Instruction 1: Transcribe the part of the dataset descriptions starting at "The data set" and ending at "and every hour).".

Selected text:
The data set mainly includes 11 commonly used data sets in the field of long series prediction and spatiotemporal prediction. The links to these datasets are given as follows:
Baidu Yun: Links: https://pan.baidu.com/s/1Cu1P9twOLHOkIVcKf1BT2Q (Passwords: 3bt1)
Google Drive: Links:https://drive.google.com/file/d/12DvhbUNSOPJnVzSKSnMB0oafvGt63ED2/view?usp=drive_link
These datasets are described as shown below:
-
ETT (Electricity Transformer Temperature) Datasets: ETT is a series of datasets, including ETTh1, ETTm1, ETTh2, and ETTm2, where "1" and "2" represent different transformers. "h" and "m" represent different sampling frequency (every 15 minute and every hour).
-
Electricity: Electricity records the electricity consumption in kWh every 1 hour from 2012 to 2014. It contains 321 clients.
-
Weather: Weather is recorded every 10 minutes for 2020 whole year, which contains 21 meteorological indicators, such as air temperature, humidity, etc. Kindly note that there are multiple versions of Weather dataset in different papers, such as AutoFormer and Informer. We choose the version of AutoFormer.
-
Exchange Rate: The collection of the daily exchange rates of eight countries including Australia, British, Canada, Switzerland, China, Japan, New Zealand, and Singapore.
-
Beijing Air Quality: The air quality index of Beijing, including seven indicators: AQI(Air quality index), PM2.5, PM10, SO2, NO2, O3, and CO. The sampling rate is 1 hours. Missing values are filled using linear interpolation.

[Entries drawn from a collection]
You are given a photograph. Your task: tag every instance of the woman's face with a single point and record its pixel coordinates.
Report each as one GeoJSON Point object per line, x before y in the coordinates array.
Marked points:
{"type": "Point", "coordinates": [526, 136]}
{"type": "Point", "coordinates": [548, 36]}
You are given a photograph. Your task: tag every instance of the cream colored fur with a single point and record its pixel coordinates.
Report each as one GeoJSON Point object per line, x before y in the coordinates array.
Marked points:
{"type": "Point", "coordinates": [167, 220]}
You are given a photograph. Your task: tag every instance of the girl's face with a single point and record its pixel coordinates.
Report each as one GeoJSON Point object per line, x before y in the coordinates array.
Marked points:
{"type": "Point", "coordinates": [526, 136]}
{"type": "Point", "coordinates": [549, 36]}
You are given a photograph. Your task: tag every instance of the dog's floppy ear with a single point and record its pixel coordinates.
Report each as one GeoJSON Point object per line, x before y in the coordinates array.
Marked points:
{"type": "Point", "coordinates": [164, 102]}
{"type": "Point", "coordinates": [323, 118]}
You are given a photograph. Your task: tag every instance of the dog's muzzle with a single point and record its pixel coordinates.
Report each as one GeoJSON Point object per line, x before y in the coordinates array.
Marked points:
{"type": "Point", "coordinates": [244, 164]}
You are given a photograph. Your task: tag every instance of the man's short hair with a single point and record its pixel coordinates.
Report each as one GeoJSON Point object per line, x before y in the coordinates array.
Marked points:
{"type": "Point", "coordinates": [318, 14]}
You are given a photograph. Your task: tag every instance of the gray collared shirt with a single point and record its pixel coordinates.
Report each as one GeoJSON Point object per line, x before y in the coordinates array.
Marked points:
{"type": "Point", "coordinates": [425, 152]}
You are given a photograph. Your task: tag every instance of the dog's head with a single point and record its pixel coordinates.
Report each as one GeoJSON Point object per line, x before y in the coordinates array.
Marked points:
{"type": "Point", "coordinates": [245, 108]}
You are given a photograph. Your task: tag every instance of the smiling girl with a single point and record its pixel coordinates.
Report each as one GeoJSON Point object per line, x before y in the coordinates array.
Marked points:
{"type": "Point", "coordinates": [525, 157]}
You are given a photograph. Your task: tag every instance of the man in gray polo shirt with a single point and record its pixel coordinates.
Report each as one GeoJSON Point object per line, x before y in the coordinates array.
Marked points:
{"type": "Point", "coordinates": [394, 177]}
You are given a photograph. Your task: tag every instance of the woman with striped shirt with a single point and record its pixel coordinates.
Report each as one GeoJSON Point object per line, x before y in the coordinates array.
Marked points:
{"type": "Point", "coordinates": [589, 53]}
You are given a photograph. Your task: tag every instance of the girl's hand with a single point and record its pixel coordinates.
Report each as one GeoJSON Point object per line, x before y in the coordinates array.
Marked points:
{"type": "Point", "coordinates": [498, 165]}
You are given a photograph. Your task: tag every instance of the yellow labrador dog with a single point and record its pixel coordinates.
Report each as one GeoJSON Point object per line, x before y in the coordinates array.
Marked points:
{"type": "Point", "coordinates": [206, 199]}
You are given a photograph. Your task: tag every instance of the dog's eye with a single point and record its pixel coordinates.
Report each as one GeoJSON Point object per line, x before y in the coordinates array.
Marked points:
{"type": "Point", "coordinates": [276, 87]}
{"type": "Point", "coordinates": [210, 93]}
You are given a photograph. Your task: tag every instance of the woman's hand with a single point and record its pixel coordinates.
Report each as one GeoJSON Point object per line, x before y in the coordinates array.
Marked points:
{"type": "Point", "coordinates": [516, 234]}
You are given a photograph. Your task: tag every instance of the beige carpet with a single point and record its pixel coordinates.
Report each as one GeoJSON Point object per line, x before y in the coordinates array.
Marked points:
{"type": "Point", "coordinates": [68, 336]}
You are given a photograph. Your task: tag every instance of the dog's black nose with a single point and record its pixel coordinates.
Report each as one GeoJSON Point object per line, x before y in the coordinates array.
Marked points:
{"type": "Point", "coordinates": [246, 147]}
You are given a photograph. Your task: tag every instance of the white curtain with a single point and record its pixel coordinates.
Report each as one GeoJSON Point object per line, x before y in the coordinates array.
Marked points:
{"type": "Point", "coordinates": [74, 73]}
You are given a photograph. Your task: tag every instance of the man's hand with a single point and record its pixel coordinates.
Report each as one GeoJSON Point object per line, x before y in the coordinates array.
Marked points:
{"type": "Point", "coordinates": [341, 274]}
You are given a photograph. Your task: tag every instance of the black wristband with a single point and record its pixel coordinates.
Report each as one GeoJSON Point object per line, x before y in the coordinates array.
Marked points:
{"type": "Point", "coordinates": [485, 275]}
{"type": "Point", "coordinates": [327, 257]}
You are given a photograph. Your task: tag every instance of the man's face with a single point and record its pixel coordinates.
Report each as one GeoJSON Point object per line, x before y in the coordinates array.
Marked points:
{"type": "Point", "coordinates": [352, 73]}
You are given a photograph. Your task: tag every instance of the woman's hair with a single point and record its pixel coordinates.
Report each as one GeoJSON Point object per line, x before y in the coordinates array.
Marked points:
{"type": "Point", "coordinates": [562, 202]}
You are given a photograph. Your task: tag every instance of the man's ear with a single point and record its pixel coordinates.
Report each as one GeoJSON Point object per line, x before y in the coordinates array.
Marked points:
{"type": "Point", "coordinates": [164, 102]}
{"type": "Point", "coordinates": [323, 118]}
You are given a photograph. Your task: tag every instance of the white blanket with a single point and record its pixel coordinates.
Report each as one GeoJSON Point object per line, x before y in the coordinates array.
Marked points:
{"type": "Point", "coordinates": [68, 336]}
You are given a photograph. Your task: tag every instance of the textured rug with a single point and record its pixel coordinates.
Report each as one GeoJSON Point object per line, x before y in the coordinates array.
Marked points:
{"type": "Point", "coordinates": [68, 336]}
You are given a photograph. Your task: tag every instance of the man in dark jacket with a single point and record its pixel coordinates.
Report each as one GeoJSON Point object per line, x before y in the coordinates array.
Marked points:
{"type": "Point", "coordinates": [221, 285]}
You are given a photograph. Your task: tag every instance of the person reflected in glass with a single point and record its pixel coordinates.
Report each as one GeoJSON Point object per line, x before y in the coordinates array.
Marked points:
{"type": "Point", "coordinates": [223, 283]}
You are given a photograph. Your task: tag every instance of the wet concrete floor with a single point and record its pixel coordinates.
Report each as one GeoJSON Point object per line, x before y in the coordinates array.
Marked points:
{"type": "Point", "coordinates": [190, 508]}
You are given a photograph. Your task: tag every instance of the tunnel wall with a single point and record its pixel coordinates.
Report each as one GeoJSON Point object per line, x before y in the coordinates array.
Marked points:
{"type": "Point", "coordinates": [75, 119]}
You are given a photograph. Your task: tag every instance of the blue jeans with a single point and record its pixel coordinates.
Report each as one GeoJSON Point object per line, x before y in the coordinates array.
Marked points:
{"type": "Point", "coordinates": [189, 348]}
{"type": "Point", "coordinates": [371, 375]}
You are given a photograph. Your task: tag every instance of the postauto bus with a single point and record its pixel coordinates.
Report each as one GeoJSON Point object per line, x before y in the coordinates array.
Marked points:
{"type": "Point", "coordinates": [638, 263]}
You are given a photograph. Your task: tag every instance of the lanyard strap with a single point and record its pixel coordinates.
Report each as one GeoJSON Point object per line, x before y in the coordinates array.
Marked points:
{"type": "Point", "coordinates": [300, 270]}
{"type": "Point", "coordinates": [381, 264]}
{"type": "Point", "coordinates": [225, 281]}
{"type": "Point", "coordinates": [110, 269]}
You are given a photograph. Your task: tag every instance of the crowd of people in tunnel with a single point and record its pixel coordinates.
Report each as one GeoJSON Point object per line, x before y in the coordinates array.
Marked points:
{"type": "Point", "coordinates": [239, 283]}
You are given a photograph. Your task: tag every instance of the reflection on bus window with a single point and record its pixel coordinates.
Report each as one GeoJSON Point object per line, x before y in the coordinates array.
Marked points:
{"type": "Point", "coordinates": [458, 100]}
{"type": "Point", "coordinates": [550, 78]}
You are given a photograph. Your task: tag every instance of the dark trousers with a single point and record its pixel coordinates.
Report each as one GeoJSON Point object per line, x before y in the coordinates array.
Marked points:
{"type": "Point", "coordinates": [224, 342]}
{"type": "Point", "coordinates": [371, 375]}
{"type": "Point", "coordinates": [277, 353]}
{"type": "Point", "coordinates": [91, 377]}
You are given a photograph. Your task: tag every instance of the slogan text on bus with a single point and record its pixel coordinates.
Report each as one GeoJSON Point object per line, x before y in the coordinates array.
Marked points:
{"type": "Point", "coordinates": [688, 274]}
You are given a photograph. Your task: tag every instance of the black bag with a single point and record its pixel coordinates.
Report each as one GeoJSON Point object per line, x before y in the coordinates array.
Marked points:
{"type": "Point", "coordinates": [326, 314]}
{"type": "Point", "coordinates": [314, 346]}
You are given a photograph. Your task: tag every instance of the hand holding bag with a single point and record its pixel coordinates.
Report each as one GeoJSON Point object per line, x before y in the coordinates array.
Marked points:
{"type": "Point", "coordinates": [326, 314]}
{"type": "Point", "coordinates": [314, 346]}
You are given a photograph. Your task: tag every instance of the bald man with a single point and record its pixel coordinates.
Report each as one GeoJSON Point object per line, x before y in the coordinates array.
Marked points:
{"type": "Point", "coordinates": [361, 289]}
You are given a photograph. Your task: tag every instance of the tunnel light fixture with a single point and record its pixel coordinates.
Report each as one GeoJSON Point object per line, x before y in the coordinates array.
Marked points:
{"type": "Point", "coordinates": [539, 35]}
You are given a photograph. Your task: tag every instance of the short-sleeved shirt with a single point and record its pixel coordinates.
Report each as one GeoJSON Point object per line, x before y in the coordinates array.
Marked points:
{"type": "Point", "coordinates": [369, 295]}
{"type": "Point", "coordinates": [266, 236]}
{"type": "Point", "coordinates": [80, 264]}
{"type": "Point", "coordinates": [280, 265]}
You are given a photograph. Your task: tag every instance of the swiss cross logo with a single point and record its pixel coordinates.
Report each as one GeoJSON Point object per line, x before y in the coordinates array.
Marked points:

Instruction 2: Update the lines of the listing starting at the line that contains "of the swiss" and ending at the end of the listing, swapping "swiss cross logo" for "red cross logo" and keeping everything else the same.

Task solution 1:
The data set mainly includes 11 commonly used data sets in the field of long series prediction and spatiotemporal prediction. The links to these datasets are given as follows:
Baidu Yun: Links: https://pan.baidu.com/s/1Cu1P9twOLHOkIVcKf1BT2Q (Passwords: 3bt1)
Google Drive: Links:https://drive.google.com/file/d/12DvhbUNSOPJnVzSKSnMB0oafvGt63ED2/view?usp=drive_link
These datasets are described as shown below:
-
ETT (Electricity Transformer Temperature) Datasets: ETT is a series of datasets, including ETTh1, ETTm1, ETTh2, and ETTm2, where "1" and "2" represent different transformers. "h" and "m" represent different sampling frequency (every 15 minute and every hour).

Task solution 2:
You are given a photograph. Your task: tag every instance of the red cross logo with a single point and record its pixel coordinates.
Report each as one GeoJSON Point object per line, x before y in the coordinates array.
Marked points:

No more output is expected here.